╭─ GIVEN DATA

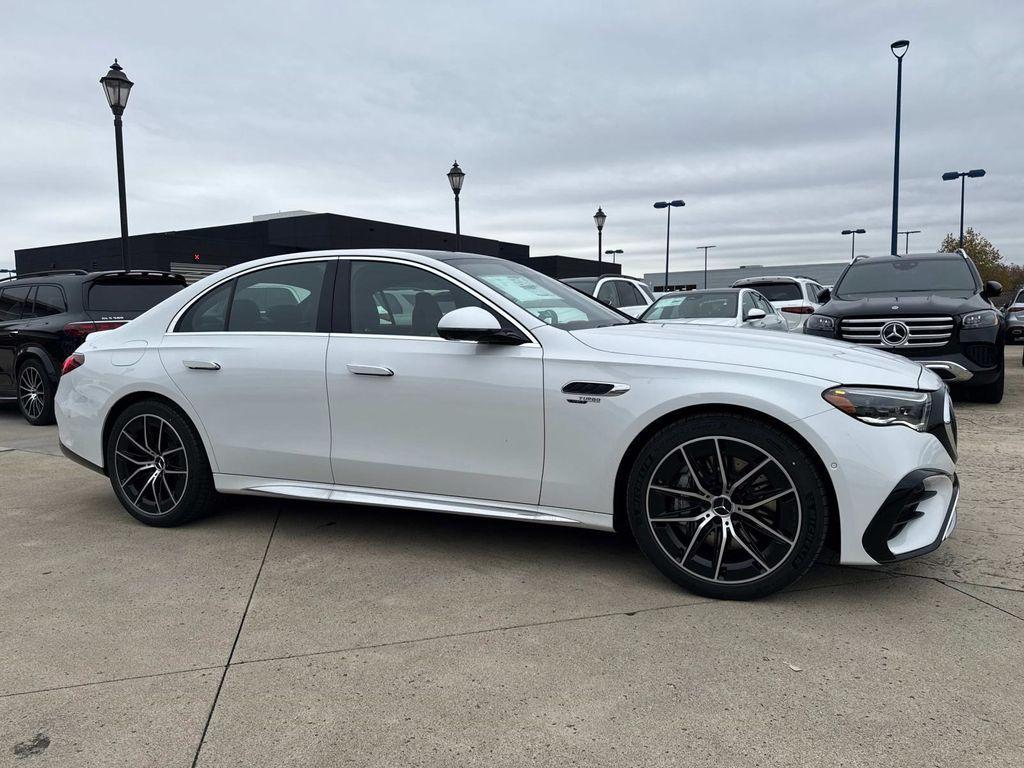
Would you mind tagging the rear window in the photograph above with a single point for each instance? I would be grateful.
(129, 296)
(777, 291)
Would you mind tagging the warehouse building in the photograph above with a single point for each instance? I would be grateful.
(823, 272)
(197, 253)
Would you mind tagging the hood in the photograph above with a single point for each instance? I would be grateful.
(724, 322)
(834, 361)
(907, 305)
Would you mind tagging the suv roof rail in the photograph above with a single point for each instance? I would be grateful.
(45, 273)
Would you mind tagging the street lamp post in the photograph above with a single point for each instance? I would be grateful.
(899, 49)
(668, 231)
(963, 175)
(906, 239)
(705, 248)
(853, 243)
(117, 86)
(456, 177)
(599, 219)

╰─

### WORK REQUIRED:
Copy every line, requests included, from the line containing "Would you mind tagging the street" through the end of the records, and output only those lines. Scale each point coordinate by 0.35, rounding to whole numbers with halves rounded up.

### SOLUTION BELOW:
Would you mind tagging the street lamp post in the photograph above with a single point for each instance? I would be grateful.
(315, 17)
(234, 81)
(337, 61)
(317, 84)
(247, 87)
(299, 85)
(41, 30)
(160, 62)
(210, 77)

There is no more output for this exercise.